**Exercices à faire:**
- 1) Mettez à jour le passage sur les gilets jaunes de « Notre réflexion fondamentale » jusqu'à « de la considération. » inclus, en remplaçant « désespoir » par « colère ».
- 2) Répondez aux questions suivantes à partir du passage sur les gilets jaunes.
(a) D'après ce passage, le mouvement des gilets jaunes est-il un phénomène national ou mondial ?
(b) Que veulent les travailleurs, en plus d'être mieux payés ?
(c) En France, par quoi passe l'expression de cette désespérance ?

Je vous engage à relire les quelques articles, et surtout les centaines de commentaires des lecteurs, que nous avons construits autour de ce mouvement passionnant :
- #giletsjaunes : Essayons de comprendre le phénomène. Un ras-le-bol fiscal qui marquera le quinquennat ? ;
- #giletsjaunes : La baisse des taxes n’est pas la solution à la désespérance exprimée
- Les #Giletsjaunes en marche vers une grande réforme sociétale et fiscale ? Vers un ordre économique nouveau ?
- Les #giletsjaunes seront ils à l’origine de l’éclatement de la zone Euro sur fond de hausse des taux d’intérêt ?
Notre réflexion fondamentale est la suivante, et n’a rien d’exceptionnelle pour celui qui assaie de comprendre ce qu’il se passe : Le mouvement des #giletsjaunes n’est pas un phénomène national, c’est un phénomène mondial qui s’inscrit naturellement dans le prolongement de l’élection de TRUMP aux Etats-Unis, du Brexit en GB ou de l’élection d’un populiste en Italie.
Les classes moyennes populaires crient leur désespoir face à une société tournée autour du profit de quelques uns. Les travailleurs veulent simplement pouvoir vivre dignement et souhaite un meilleur partage de la valeur générée. Il ne veulent pas plus de redistribution, ils veulent simplement être mieux payer et recevoir de la considération.
En France, l’expression de cette désespérance passe par moins de taxes. Ce sujet est passionnant !

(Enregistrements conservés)

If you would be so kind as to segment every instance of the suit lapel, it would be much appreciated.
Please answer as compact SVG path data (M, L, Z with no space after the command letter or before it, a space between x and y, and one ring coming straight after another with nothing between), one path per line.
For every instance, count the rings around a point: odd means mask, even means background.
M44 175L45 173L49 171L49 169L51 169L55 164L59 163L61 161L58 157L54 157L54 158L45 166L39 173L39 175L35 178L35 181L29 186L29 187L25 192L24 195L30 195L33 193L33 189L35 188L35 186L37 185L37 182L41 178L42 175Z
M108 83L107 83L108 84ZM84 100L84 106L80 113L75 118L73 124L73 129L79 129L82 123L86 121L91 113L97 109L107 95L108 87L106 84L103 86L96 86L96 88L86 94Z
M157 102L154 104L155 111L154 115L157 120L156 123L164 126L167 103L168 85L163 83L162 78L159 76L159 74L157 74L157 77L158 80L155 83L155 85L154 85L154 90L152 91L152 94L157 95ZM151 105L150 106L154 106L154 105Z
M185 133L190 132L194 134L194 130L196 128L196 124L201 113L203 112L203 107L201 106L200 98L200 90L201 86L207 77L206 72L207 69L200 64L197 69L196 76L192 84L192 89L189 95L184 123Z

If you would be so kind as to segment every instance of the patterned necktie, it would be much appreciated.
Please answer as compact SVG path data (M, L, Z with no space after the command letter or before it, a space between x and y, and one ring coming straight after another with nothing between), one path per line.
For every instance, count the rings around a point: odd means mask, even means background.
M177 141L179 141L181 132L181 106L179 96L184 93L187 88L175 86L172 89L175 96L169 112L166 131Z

**Réponses dans l'ordre:**
- 1)
Notre réflexion fondamentale est la suivante, et n’a rien d’exceptionnelle pour celui qui assaie de comprendre ce qu’il se passe : Le mouvement des #giletsjaunes n’est pas un phénomène national, c’est un phénomène mondial qui s’inscrit naturellement dans le prolongement de l’élection de TRUMP aux Etats-Unis, du Brexit en GB ou de l’élection d’un populiste en Italie.
Les classes moyennes populaires crient leur colère face à une société tournée autour du profit de quelques uns. Les travailleurs veulent simplement pouvoir vivre dignement et souhaite un meilleur partage de la valeur générée. Il ne veulent pas plus de redistribution, ils veulent simplement être mieux payer et recevoir de la considération.

- 2)
(a) C'est un phénomène mondial.
(b) Ils veulent recevoir de la considération.
(c) Elle passe par moins de taxes.